Aufgabe 1: Nennen Sie alle Wörter im Textauszug über den Wettbewerb auf den Gas- und Strommärkten, die mit „Netz“ beginnen. Führen Sie jede Wortform nur einmal auf.

Textauszug:
Wettbewerb auf den Gas- und Strommärkten:
Die EU will sicherstellen, dass die geltenden Binnenmarktvorschriften uneingeschränkt umgesetzt werden. Die "wirksame
Trennung der Versorgung und Erzeugung vom Betrieb der Netze (Entflechtung)" soll "auf der Grundlage unabhängig
organisierter und angemessen regulierter Strukturen für den Netzbetrieb" sichergestellt werden. Damit ist die umstrittene
eigentumsrechtliche Zerschlagung von Energiegiganten nicht mehr als Option genannt. Der Gipfel folgte dieser Forderung
der EU-Kommission nicht, denn Deutschland und andere Staaten sind dagegen. Der Gipfel legte sich nicht auf konkrete
Schritte fest und bat die Kommission um weitere Vorschläge. Die Regierungschefs machten aber deutlich, dass die
Netze unabhängig betrieben werden müssen, um einen fairen Zugang neuer Anbieter und damit mehr Wettbewerb
zu gewährleisten. Der Streit ist damit vertagt. Zugleich bekommen die Energieriesen Gelegenheit, die Kritik an zu hohen
Netzgebühren etwa durch offene, grenzüberschreitende regionale Netze zu stoppen.

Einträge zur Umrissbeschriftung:

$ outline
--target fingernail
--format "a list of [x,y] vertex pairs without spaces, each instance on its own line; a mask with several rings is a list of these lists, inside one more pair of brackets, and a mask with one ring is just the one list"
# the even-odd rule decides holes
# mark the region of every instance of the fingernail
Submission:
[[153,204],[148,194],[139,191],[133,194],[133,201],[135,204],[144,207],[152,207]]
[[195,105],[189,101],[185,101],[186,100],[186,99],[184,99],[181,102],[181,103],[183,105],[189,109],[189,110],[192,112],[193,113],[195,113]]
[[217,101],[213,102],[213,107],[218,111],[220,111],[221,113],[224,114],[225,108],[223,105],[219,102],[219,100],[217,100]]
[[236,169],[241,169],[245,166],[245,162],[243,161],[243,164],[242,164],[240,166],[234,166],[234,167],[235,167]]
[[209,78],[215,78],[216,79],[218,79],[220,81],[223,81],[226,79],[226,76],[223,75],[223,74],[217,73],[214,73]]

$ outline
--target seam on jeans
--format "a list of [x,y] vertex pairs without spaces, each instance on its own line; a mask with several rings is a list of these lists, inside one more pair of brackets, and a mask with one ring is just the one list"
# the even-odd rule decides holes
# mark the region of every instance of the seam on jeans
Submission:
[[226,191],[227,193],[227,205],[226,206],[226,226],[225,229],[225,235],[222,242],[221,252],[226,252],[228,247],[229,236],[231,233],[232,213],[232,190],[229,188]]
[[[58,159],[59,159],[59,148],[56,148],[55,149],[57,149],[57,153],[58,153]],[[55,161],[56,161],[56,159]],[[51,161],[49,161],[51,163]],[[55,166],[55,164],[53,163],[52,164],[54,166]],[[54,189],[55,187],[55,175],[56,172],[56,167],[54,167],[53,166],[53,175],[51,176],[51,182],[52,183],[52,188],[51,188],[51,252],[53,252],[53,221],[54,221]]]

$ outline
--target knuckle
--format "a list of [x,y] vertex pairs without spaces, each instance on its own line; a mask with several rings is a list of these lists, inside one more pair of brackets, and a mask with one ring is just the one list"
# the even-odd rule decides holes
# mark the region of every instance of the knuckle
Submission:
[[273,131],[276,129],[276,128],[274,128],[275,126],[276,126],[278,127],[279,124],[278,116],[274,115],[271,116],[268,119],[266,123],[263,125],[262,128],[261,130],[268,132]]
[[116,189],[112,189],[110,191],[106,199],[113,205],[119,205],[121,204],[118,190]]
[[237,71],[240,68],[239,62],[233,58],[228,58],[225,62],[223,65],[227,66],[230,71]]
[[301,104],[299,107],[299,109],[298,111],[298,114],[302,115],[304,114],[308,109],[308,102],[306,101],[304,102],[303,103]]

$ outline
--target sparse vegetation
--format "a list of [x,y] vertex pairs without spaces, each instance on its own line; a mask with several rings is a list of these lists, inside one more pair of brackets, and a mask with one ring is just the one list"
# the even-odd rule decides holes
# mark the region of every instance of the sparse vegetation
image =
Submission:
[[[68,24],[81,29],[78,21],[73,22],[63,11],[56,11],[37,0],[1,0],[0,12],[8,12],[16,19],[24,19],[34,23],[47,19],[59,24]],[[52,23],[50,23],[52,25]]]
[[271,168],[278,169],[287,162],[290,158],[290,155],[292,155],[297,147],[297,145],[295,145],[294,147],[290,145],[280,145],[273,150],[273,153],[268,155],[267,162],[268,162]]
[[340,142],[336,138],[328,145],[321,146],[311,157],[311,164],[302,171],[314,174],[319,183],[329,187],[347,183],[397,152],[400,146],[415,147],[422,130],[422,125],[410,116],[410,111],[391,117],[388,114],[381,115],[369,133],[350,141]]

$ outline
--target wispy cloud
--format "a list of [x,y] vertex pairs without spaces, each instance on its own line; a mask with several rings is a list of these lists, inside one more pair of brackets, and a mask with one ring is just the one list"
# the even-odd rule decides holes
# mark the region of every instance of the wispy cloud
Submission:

Aufgabe 2: Extrahieren Sie aus der Auflistung jede Zeile, die die Zeichenfolge „region“ enthält. Dabei zählt die Groß- und Kleinschreibung.

Ergebnis 1: Netze, Netzbetrieb, Netzgebühren

Ergebnis 2:
# mark the region of every instance of the fingernail
# mark the region of every instance of the seam on jeans
# mark the region of every instance of the knuckle
# mark the region of every instance of the sparse vegetation
# mark the region of every instance of the wispy cloud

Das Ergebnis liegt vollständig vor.